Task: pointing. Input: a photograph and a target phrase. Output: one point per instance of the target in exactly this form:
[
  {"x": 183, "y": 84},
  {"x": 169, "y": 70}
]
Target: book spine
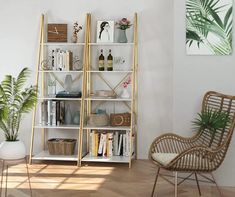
[
  {"x": 53, "y": 113},
  {"x": 120, "y": 145},
  {"x": 104, "y": 144},
  {"x": 58, "y": 113},
  {"x": 110, "y": 144},
  {"x": 96, "y": 144},
  {"x": 67, "y": 60},
  {"x": 91, "y": 143},
  {"x": 116, "y": 143},
  {"x": 101, "y": 144},
  {"x": 62, "y": 112},
  {"x": 70, "y": 60},
  {"x": 48, "y": 112}
]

_Task goal_
Return the complete material above exactly, with no picture.

_Task result_
Task: pointing. Input: a photograph and a target phrase. Output: one point per instance of the target in exactly this form:
[
  {"x": 183, "y": 84},
  {"x": 169, "y": 70}
]
Target: book spine
[
  {"x": 53, "y": 113},
  {"x": 120, "y": 145},
  {"x": 104, "y": 144},
  {"x": 58, "y": 113},
  {"x": 110, "y": 144},
  {"x": 96, "y": 144},
  {"x": 67, "y": 60},
  {"x": 91, "y": 143},
  {"x": 116, "y": 143},
  {"x": 101, "y": 144},
  {"x": 62, "y": 112},
  {"x": 70, "y": 60},
  {"x": 48, "y": 112}
]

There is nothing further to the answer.